Study material START
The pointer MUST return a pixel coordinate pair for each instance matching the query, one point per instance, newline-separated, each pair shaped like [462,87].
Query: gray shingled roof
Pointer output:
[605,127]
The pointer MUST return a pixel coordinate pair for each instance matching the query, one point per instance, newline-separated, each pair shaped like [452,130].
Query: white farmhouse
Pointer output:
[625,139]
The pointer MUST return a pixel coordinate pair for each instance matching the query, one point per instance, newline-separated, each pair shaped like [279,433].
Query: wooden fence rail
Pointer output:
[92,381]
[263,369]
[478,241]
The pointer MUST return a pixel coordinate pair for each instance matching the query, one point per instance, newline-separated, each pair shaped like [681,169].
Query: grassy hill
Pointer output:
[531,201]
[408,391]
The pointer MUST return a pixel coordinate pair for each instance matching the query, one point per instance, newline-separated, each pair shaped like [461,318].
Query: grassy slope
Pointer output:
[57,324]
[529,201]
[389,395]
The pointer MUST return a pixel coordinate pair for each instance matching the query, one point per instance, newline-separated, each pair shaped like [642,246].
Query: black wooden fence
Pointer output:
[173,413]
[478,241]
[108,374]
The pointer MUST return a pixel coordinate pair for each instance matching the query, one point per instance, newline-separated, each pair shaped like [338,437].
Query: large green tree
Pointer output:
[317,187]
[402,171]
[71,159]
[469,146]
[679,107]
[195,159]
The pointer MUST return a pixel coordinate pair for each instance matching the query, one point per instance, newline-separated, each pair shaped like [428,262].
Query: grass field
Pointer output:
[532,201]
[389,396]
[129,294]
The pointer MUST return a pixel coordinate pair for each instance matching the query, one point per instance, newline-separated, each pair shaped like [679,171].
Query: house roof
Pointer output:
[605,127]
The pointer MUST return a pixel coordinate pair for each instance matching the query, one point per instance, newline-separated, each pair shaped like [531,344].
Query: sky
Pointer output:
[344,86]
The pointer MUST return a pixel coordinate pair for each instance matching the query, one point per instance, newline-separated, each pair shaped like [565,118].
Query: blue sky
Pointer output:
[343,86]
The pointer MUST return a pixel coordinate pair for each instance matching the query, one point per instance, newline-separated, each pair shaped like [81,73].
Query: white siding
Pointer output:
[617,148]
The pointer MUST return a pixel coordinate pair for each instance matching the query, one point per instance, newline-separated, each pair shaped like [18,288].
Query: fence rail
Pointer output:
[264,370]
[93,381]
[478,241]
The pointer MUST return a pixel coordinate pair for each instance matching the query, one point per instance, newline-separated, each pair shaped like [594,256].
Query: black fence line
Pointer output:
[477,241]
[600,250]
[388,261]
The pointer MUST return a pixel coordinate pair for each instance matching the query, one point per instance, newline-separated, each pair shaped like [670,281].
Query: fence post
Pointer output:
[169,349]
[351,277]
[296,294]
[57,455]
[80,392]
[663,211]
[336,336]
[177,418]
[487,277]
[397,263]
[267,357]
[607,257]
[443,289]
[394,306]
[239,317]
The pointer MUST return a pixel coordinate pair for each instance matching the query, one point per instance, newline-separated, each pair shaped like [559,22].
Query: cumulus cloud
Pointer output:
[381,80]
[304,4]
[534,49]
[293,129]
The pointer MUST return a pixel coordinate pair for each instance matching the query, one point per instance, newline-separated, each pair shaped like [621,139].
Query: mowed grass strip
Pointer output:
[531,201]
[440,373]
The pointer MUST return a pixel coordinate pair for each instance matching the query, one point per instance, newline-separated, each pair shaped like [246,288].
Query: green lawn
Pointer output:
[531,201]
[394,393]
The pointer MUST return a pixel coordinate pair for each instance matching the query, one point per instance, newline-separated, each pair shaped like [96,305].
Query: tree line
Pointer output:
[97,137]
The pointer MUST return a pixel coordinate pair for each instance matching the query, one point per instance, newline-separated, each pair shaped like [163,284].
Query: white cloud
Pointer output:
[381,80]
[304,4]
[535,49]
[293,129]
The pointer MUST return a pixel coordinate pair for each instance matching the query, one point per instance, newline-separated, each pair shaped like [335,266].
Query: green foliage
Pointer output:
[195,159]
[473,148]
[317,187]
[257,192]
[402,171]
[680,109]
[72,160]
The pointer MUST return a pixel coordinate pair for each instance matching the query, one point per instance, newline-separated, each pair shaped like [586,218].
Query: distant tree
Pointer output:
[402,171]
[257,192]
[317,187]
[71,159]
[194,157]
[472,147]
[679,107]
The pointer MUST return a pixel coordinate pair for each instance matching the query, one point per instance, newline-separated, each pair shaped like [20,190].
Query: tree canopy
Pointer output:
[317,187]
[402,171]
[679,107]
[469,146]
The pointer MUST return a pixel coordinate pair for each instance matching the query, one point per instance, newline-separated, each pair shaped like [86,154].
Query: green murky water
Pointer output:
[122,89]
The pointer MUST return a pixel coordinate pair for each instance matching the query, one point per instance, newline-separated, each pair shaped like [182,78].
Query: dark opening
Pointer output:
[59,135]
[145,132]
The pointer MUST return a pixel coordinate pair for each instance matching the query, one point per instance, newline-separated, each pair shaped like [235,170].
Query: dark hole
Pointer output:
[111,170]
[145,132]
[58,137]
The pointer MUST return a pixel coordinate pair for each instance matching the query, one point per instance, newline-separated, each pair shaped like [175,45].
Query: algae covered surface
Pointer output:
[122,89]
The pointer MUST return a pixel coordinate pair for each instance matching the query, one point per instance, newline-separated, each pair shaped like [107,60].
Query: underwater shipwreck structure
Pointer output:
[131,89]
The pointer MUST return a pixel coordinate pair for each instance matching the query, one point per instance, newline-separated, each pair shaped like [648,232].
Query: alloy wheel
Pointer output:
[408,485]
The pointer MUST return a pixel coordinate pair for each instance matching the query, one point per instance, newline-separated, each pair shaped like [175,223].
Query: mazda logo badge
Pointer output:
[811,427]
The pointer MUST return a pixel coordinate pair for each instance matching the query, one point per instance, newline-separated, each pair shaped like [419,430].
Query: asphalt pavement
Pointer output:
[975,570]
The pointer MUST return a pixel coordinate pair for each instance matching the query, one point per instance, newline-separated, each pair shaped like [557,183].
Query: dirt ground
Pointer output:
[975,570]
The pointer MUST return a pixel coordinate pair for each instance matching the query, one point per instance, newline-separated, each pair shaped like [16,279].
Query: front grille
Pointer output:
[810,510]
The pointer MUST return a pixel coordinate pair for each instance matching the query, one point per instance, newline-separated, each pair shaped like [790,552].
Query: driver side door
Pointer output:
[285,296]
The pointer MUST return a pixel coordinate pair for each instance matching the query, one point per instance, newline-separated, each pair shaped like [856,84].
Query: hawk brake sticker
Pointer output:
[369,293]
Study material END
*Work item*.
Reproduce the data in full, exactly.

*Response area*.
The pointer MUST return a pixel coordinate pair for each instance matching the query, one point per instance, newline-separated, each pair shaped like [462,87].
Query: gray shingled roof
Pointer output:
[605,127]
The pointer MUST return a pixel coordinate pair for each instance matching the query, one point per instance, newline-separated, each pair shaped like [452,130].
Query: white farmhouse
Pointer output:
[625,139]
The pointer MUST return a pixel coordinate pair for each instance matching the query, one point per instance, newline-separated, each pair shaped like [279,433].
Query: wooden fence rail
Pointer output:
[92,381]
[263,369]
[478,241]
The pointer MUST return a pixel coordinate pair for each instance matching the query, one point per instance, newline-separated, each pair shaped like [681,169].
Query: grassy hill
Pointer output:
[531,201]
[408,391]
The pointer MUST return a pixel coordinate pair for each instance matching the query, one point per instance, newline-separated, each pair shaped like [461,318].
Query: grassy slope
Pointer output:
[57,324]
[529,201]
[389,395]
The pointer MUST return a pixel coordinate pair for each instance matching the query, one point per instance, newline-separated, each pair shaped like [642,246].
Query: black wooden fence
Pointer output:
[173,413]
[478,241]
[108,374]
The pointer MUST return a pixel coordinate pair for each instance matching the query, one point per instance, newline-separated, each pair shaped like [338,437].
Query: large green tree
Pointer output:
[317,187]
[402,171]
[71,159]
[469,146]
[679,107]
[195,159]
The pointer MUST return a pixel coordinate pair for each instance matching the query, one point per instance, newline-separated, each pair shaped like [428,262].
Query: grass field
Pointer output:
[532,201]
[389,396]
[129,294]
The pointer MUST return a pixel coordinate pair for each instance matching the query, one point per instance, newline-separated, each pair shaped like [679,171].
Query: house roof
Pointer output:
[605,127]
The pointer MUST return a pixel coordinate pair for each instance matching the query, one point per instance, newline-separated, each pair shaped like [531,344].
Query: sky
Pointer output:
[344,86]
The pointer MUST return a pixel coordinate pair for each instance matching the query, one point per instance, newline-separated, each pair shaped like [565,118].
Query: blue sky
Pointer output:
[343,86]
The pointer MUST return a pixel coordinate pair for each instance matching the query, one point per instance, newline-separated, each pair shaped like [81,73].
Query: white siding
Pointer output:
[617,148]
The pointer MUST return a pixel coordinate pair for each instance matching the query, one point per instance, newline-separated, each pair shaped like [18,288].
Query: fence rail
Pointer output:
[264,370]
[93,381]
[478,241]
The pointer MUST return a pixel coordinate pair for each instance matching the query, one point per instance, newline-separated, each pair shaped like [594,256].
Query: black fence line
Pointer output:
[477,241]
[600,250]
[388,261]
The pointer MUST return a pixel coordinate pair for each instance matching the query, one point per instance, newline-separated, each pair shaped like [670,281].
Query: fence post
Pointer output:
[169,349]
[351,277]
[296,294]
[57,455]
[80,392]
[663,211]
[336,336]
[177,418]
[487,277]
[397,263]
[267,357]
[607,257]
[443,289]
[394,306]
[239,317]
The pointer MUST return a pixel coordinate pair for each instance matching the query, one point per instance, newline-separated, each pair shaped like [559,22].
Query: cumulus cloud
Pointer output:
[381,80]
[304,4]
[534,49]
[293,129]
The pointer MUST return a pixel coordinate pair for each instance matching the query, one point per instance, newline-separated, each pair shaped like [621,139].
Query: mowed grass strip
Pointer output:
[531,201]
[440,373]
The pointer MUST return a pixel coordinate pair for each instance matching the query, one point per instance, newline-separated, each pair shaped like [246,288].
Query: green lawn
Pointer output:
[531,201]
[394,393]
The pointer MUST return a pixel coordinate pair for each instance matching the query, one point per instance, newline-separated, each pair shaped like [96,305].
Query: tree line
Pointer output:
[97,137]
The pointer MUST return a pixel coordinate pair for each instance matching the query, one point per instance, newline-separated, each pair shaped like [163,284].
Query: white cloud
Pointer output:
[381,80]
[304,4]
[535,49]
[293,129]
The pointer MUST return a pixel coordinate pair for each instance matching the query, one point per instance, newline-separated, each pair shaped like [335,266].
Query: green foliage
Pointer output:
[195,159]
[473,148]
[317,187]
[257,192]
[402,171]
[680,109]
[72,160]
The pointer MUST return a pixel coordinate pair for each instance matching the query, one point per instance, newline-separated, each pair shaped like [586,218].
Query: distant tree
Pointer output:
[402,171]
[257,192]
[317,187]
[71,159]
[194,157]
[472,147]
[679,107]
The pointer MUST return a pixel coordinate pair for each instance matching the query, one point per instance, newline-separated, each pair shaped like [20,190].
Query: tree canopy
Pointer output:
[317,187]
[402,171]
[679,107]
[469,146]
The pointer MUST return a pixel coordinate pair for each instance matching the query, one point per instance, newline-separated, each pair shaped like [86,154].
Query: green murky water
Pointer output:
[122,89]
The pointer MUST return a pixel coordinate pair for each instance matching the query, one point per instance, newline-separated, each pair shaped like [182,78].
Query: dark opening
Pointer output:
[59,135]
[145,132]
The pointer MUST return a pixel coordinate pair for each instance matching the query, one point per instance, newline-separated, each pair shaped like [235,170].
Query: dark hole
Pointer output:
[111,170]
[145,132]
[58,137]
The pointer MUST return a pixel coordinate pair for each instance matching the query, one point per instance, newline-separated, each pair shaped like [175,45].
Query: algae covered surface
Pointer output:
[122,89]
The pointer MUST return a pixel coordinate pair for each instance matching the query, one point per instance, newline-separated, each pair shaped like [107,60].
Query: underwater shipwreck structure
Pointer output:
[131,89]
The pointer MUST return a pixel coordinate pair for each instance matching the query, one point per instance, newline-separated, each pair shaped like [648,232].
Query: alloy wheel
Pointer output:
[408,485]
The pointer MUST return a pixel coordinate pair for each instance matching the query, one point per instance, newline-separated, each pair shaped like [175,223].
Query: mazda logo badge
Pointer output:
[811,427]
The pointer MUST return a pixel coordinate pair for each instance matching the query, one point per instance, newline-separated, each pair shaped like [419,430].
Query: asphalt pavement
Pointer output:
[975,570]
The pointer MUST return a pixel coordinate pair for each instance matching the query, one point per instance, newline-separated, each pair shaped like [557,183].
Query: dirt ground
Pointer output:
[975,570]
The pointer MUST return a pixel coordinate pair for each instance matching the query, one point per instance, newline-separated, each pair shaped like [16,279].
Query: front grille
Pointer output:
[810,510]
The pointer MUST return a pixel coordinate pair for each instance matching the query, one point per instance, newline-separated, each pair shaped like [790,552].
Query: driver side door
Pointer output:
[285,296]
The pointer MUST return a pixel coordinate pair for each instance matching the query, one point per instance, newline-separated, each pair shaped like [856,84].
Query: hawk brake sticker
Pointer output:
[369,293]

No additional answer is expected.